Что сделать
1) Кем по роду занятий был Уильям Морган, если верить отрывку?
2) Перепишите из отрывка без изменений текст от слов «Мой прапрадед никогда» до слов «и Генри Кокберна.» включительно.
3) Сверьте с отрывком три утверждения и для каждого ответьте «да» или «нет», приведя точную цитату, на которой основан ответ.
(a) Томас Карлайл впервые приехал в Лондон, когда прапрадед был уже стар и болен.
(b) Уильям Морган и доктор Во часто встречались в Лондоне.
(c) Александр Во состоял в политической партии.

Выбранный отрывок
************

Мне известно лишь об одном проступке моего прапрадеда, впрочем, не дискредитирующем его и совершенно для него не характерном. В ранней молодости он включил в свой герб фигуры, на которые никоим образом не имел права. Они почти в точности повторяли фигуры на гербе Уочопа (на месте звезд с лучами были пятиконечные звезды), и его потомки незаконно и довольно бесцеремонно пользовались им вплоть до той поры, когда пришел черед моего отца, внесшего незначительные изменения в герб и так закрывшего вопрос.
Томас Карлайл впервые приехал в Лондон, когда мой прапрадед был уже стар и хвор. Спустя сорок лет он написал в поздравлении Томасу Вулнеру по случаю его помолвки: «В прежние времена мне доводилось много слышать о докторе Во, почитавшемся за оракула всеми шотландцами, жившими в этом чужом для них Лондоне, и о котором много говорили у него на родине в кругах религиозных диссидентов, — я по-прежнему считаю его прекрасным, умным, достойнейшим человеком».
Мой прапрадед никогда не стремился расширить сферу собственной деятельности за пределы своей общины; он был заметной личностью в окружавшем его мире невежества. И свидетели его высокой эрудиции и культуры были не слишком строгими критиками. Думаю, он вряд ли блистал бы в компании двух других моих славных предков, Уильяма Моргана и Генри Кокберна.
Уильям Морган, кнс [28] Член Королевского научного общества.
(1750–1833), обосновался в Лондоне десятью годами раньше доктора Во и жил там во все годы священнического служения последнего. Можно с уверенностью сказать, что они никогда не встречались. У них не было ничего общего. По роду занятий Морган был унитаристским священником, в душе же, возможно, атеист. Александр Во не принадлежал ни к какой политической партии, но питал отвращение к Французской революции и в своем дневнике описывал Робеспьера как «самое гнусное, кровавое чудовище»; симпатии же Моргана к якобинцам были общеизвестны, так что в 1794 году ему грозила опасность быть обвиненным в государственной измене. Он был в тесной дружбе с Фрэнсисом Бардеттом и Томом Пейном и завещал своим наследникам как священную реликвию пуговицы Хорна Тука с выпуклой надписью на них «Клуб реформистов». (Теперь они принадлежат мне.)

************

Исходные записи
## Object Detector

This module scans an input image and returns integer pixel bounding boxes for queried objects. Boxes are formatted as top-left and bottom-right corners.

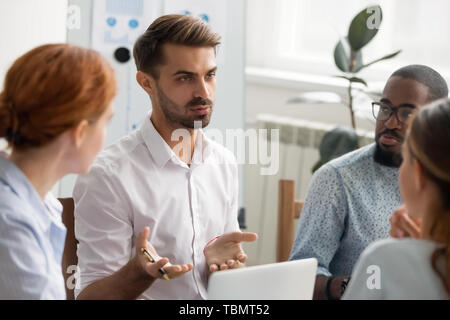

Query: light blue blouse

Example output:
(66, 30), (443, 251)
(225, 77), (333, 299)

(290, 143), (402, 276)
(0, 156), (66, 299)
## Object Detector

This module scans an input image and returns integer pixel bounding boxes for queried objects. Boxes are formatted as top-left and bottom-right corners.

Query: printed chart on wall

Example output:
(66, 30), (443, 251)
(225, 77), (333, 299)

(164, 0), (227, 64)
(91, 0), (162, 142)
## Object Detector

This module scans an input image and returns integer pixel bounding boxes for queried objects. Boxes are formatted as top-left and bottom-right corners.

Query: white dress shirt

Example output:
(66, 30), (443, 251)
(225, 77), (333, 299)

(0, 155), (66, 300)
(73, 117), (239, 299)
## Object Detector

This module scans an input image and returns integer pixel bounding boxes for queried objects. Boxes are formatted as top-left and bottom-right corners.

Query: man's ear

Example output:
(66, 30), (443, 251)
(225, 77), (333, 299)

(136, 71), (154, 95)
(72, 119), (89, 149)
(413, 159), (427, 191)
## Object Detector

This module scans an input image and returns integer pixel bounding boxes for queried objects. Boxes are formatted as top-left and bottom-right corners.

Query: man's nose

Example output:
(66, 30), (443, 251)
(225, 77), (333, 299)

(384, 113), (402, 129)
(194, 79), (209, 99)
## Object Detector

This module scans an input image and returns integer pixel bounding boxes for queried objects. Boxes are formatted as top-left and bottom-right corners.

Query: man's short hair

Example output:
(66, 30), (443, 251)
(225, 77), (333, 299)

(133, 14), (220, 78)
(391, 64), (448, 101)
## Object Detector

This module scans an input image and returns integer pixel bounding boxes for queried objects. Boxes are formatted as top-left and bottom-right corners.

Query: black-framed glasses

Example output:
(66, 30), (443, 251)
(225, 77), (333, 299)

(372, 102), (414, 123)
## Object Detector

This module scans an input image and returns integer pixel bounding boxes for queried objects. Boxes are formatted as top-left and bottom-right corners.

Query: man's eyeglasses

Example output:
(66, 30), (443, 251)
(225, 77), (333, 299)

(372, 102), (414, 123)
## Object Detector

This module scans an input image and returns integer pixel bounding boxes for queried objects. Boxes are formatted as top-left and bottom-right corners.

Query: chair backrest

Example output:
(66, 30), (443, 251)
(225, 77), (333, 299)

(58, 198), (78, 300)
(277, 180), (303, 262)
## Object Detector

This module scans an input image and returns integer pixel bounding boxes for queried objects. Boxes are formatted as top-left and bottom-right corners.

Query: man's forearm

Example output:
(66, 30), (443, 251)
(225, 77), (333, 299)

(313, 274), (348, 300)
(77, 257), (155, 300)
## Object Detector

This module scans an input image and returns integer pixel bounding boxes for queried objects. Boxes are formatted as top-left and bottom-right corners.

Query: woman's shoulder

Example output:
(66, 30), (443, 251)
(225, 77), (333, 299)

(366, 238), (439, 254)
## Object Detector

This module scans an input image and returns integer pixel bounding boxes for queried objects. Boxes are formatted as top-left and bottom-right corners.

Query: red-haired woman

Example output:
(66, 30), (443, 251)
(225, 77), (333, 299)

(343, 99), (450, 299)
(0, 44), (116, 299)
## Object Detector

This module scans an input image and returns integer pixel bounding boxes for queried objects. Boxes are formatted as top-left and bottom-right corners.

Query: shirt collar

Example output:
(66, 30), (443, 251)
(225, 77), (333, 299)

(0, 155), (62, 229)
(140, 112), (211, 168)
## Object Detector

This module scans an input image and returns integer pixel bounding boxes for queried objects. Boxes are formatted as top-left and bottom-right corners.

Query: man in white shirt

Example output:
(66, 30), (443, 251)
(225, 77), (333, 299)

(73, 15), (257, 299)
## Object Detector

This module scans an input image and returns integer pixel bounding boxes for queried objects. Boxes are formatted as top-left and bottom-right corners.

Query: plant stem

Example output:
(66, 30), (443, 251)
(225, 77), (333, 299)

(348, 81), (356, 130)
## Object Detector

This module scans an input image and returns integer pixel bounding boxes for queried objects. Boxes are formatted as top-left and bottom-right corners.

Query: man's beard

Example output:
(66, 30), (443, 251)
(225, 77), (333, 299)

(156, 85), (213, 129)
(373, 129), (403, 168)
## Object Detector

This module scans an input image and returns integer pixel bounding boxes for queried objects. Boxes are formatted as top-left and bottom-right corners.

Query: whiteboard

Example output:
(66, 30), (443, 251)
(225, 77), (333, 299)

(59, 0), (246, 206)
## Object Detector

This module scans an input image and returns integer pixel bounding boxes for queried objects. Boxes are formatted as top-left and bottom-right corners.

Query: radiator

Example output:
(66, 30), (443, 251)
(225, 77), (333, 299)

(244, 114), (374, 265)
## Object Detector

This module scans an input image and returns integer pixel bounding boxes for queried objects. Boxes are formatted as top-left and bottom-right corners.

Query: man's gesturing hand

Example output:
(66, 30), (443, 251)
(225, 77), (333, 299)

(204, 232), (258, 272)
(136, 227), (192, 279)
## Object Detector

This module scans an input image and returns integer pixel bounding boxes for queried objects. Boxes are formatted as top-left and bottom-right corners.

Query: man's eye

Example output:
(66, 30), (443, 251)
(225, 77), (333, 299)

(178, 76), (192, 82)
(399, 110), (412, 119)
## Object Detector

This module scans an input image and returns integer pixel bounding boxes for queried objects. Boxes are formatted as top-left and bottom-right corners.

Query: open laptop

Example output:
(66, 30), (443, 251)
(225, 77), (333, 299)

(208, 258), (317, 300)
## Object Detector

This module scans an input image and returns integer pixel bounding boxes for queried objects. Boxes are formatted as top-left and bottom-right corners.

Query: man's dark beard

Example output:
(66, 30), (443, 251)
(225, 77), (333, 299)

(156, 85), (213, 129)
(373, 129), (403, 168)
(373, 143), (403, 168)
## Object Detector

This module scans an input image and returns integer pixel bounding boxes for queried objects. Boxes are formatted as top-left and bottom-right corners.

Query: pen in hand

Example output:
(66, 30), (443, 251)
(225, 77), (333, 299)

(141, 248), (170, 280)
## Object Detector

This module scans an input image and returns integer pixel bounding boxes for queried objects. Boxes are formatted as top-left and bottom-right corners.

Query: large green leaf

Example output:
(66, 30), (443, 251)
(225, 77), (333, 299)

(355, 50), (402, 72)
(335, 76), (367, 87)
(348, 5), (383, 51)
(334, 38), (363, 73)
(334, 39), (350, 72)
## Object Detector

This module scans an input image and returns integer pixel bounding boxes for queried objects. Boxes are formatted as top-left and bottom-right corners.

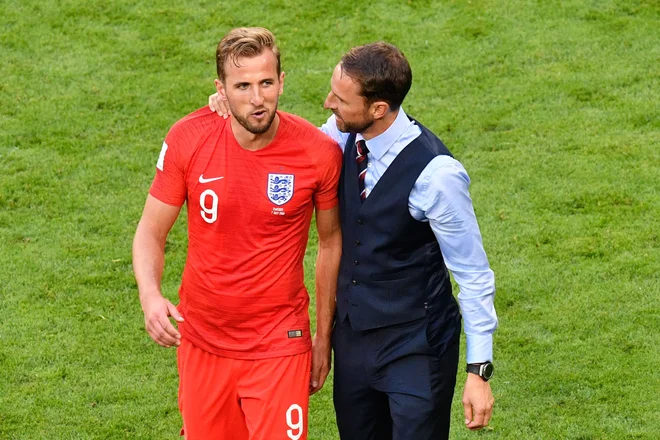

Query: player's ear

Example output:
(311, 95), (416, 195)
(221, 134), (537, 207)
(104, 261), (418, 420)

(214, 79), (227, 101)
(280, 72), (285, 95)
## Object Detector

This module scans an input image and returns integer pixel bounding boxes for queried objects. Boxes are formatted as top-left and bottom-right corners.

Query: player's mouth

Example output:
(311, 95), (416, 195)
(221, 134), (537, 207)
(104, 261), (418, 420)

(252, 109), (268, 119)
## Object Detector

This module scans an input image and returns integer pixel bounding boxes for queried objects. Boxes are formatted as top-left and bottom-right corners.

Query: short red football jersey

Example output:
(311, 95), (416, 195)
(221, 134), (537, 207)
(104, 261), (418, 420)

(150, 107), (342, 359)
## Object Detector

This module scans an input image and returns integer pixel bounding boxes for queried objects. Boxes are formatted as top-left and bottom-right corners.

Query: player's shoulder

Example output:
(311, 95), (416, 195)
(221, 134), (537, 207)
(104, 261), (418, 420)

(167, 106), (228, 144)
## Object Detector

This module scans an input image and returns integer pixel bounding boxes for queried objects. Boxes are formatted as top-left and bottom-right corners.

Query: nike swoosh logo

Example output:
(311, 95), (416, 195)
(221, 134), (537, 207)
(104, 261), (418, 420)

(199, 174), (225, 183)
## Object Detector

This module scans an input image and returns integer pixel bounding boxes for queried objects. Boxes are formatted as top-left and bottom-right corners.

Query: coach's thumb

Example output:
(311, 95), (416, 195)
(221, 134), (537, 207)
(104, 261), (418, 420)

(167, 301), (183, 322)
(463, 402), (472, 425)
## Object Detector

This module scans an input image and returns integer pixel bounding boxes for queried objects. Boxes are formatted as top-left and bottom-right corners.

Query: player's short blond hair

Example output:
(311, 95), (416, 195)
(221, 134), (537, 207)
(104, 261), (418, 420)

(215, 27), (282, 81)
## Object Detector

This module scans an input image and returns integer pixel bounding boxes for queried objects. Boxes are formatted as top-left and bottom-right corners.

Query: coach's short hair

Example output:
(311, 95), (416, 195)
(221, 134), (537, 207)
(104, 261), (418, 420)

(215, 27), (282, 81)
(341, 41), (412, 110)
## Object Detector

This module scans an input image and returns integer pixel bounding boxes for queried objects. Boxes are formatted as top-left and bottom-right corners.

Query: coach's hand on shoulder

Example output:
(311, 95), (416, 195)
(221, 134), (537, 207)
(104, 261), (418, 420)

(140, 292), (183, 348)
(209, 93), (231, 119)
(309, 335), (331, 396)
(463, 373), (495, 430)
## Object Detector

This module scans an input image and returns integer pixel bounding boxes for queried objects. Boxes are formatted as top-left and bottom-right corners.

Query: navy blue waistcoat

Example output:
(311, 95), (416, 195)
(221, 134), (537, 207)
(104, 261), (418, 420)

(337, 118), (460, 332)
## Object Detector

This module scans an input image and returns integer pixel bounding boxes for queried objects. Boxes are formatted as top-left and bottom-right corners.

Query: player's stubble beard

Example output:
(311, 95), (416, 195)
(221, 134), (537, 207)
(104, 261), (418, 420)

(227, 99), (279, 134)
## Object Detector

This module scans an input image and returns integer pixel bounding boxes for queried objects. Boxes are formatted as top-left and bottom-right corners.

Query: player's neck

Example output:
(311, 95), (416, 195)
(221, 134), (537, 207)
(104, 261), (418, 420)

(231, 113), (280, 151)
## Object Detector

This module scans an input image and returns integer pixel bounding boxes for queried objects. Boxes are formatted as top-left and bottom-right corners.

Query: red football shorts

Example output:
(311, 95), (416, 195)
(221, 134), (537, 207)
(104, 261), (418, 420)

(177, 339), (312, 440)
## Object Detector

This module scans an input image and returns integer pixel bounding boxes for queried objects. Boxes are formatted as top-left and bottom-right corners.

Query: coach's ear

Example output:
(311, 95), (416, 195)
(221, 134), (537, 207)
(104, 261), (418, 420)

(368, 101), (390, 119)
(214, 79), (227, 101)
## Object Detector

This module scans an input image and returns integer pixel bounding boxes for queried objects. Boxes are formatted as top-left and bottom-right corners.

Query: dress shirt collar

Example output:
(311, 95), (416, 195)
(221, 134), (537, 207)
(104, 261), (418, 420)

(355, 107), (415, 160)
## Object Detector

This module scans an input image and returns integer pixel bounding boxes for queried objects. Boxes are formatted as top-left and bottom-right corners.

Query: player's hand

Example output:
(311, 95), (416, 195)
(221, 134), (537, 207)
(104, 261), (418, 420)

(140, 293), (183, 348)
(309, 335), (331, 396)
(463, 373), (495, 431)
(209, 93), (231, 119)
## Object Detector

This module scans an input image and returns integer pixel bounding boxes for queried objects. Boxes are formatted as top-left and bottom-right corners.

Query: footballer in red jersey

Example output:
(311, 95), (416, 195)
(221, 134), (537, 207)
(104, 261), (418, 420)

(133, 28), (342, 440)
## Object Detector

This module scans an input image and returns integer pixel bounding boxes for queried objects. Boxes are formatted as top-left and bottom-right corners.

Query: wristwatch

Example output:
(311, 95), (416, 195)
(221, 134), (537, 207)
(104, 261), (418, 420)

(465, 361), (495, 382)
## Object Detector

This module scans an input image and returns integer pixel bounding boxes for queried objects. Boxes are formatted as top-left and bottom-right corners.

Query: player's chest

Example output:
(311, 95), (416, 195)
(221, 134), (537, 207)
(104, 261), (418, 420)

(187, 151), (317, 226)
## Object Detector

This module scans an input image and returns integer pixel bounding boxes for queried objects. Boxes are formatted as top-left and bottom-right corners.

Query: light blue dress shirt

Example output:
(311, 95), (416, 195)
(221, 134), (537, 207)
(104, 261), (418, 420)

(321, 108), (497, 363)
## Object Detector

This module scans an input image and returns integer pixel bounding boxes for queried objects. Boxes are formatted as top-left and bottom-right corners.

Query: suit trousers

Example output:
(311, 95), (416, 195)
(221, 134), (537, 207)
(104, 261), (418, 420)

(333, 316), (460, 440)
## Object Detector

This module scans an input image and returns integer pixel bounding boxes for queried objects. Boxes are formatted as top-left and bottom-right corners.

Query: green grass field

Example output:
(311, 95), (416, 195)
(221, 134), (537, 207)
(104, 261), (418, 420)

(0, 0), (660, 440)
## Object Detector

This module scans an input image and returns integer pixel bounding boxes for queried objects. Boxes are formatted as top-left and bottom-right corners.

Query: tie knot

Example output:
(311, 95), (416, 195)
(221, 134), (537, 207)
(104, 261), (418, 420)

(355, 139), (369, 156)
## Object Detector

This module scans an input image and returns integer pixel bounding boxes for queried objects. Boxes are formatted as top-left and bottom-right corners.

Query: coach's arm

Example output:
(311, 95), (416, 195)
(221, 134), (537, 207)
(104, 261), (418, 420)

(309, 207), (341, 394)
(133, 195), (183, 347)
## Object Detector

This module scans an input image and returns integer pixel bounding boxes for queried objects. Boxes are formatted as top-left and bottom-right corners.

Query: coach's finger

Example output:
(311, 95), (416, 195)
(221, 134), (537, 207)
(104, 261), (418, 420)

(467, 407), (486, 429)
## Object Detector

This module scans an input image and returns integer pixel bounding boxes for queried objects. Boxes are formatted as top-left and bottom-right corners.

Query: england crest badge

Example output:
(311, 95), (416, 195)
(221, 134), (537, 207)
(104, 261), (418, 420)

(268, 174), (293, 206)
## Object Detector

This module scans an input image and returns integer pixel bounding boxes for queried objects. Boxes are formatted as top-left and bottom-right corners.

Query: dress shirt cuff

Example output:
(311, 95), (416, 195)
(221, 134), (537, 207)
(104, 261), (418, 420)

(466, 335), (493, 364)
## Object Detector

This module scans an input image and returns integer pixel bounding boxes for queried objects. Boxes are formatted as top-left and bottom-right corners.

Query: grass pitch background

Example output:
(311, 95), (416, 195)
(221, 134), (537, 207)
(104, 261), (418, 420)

(0, 0), (660, 440)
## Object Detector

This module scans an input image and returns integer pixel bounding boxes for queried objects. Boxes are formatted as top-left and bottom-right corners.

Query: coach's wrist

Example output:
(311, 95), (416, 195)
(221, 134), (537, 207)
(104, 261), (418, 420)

(139, 288), (163, 303)
(314, 330), (332, 344)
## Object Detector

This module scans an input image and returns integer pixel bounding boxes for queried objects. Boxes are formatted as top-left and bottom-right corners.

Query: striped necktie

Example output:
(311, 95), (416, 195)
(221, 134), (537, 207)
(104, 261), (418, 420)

(355, 139), (369, 201)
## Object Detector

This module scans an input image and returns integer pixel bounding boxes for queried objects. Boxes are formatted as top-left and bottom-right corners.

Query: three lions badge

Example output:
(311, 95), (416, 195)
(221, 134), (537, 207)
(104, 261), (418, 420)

(268, 173), (293, 206)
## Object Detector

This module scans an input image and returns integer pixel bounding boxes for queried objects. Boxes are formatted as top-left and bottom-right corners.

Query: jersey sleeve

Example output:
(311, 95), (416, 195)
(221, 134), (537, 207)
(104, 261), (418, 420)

(314, 139), (342, 210)
(149, 130), (186, 206)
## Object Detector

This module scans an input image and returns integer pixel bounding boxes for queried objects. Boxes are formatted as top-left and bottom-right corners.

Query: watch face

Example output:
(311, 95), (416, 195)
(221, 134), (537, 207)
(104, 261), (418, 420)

(482, 362), (495, 380)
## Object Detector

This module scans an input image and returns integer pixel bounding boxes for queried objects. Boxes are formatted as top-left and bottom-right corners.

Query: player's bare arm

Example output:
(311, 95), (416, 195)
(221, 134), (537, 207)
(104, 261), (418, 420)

(133, 195), (183, 347)
(310, 207), (341, 394)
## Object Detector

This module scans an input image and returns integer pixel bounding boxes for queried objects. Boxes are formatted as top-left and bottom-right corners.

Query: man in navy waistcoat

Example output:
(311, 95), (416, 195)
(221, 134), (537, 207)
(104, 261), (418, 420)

(322, 43), (497, 440)
(209, 39), (497, 440)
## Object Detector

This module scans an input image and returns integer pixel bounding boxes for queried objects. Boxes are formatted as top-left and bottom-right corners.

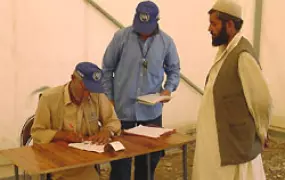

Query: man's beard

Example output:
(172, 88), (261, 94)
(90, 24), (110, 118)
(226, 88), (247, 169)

(212, 24), (229, 46)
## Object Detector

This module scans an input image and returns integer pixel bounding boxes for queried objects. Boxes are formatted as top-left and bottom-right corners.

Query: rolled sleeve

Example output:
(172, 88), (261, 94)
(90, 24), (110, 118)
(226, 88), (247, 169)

(99, 94), (121, 134)
(102, 32), (122, 100)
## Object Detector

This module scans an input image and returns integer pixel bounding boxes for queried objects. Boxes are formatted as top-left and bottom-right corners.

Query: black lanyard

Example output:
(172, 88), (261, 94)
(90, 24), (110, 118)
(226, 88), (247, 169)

(138, 37), (155, 69)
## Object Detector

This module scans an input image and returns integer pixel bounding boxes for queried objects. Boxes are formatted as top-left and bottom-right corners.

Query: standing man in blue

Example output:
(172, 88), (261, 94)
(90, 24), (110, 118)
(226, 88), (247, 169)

(103, 1), (180, 180)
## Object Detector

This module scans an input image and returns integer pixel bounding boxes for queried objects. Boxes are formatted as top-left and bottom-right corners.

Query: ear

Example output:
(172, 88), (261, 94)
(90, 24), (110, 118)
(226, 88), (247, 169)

(226, 20), (235, 31)
(71, 74), (75, 80)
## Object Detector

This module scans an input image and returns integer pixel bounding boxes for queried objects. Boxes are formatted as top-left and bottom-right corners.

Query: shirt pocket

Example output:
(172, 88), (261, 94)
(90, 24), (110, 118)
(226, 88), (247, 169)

************

Ответы к заданиям
1) Унитаристским священником.

2)
Мой прапрадед никогда не стремился расширить сферу собственной деятельности за пределы своей общины; он был заметной личностью в окружавшем его мире невежества. И свидетели его высокой эрудиции и культуры были не слишком строгими критиками. Думаю, он вряд ли блистал бы в компании двух других моих славных предков, Уильяма Моргана и Генри Кокберна.

3)
(a) Да: «Томас Карлайл впервые приехал в Лондон, когда мой прапрадед был уже стар и хвор».
(b) Нет: «Можно с уверенностью сказать, что они никогда не встречались».
(c) Нет: «Александр Во не принадлежал ни к какой политической партии».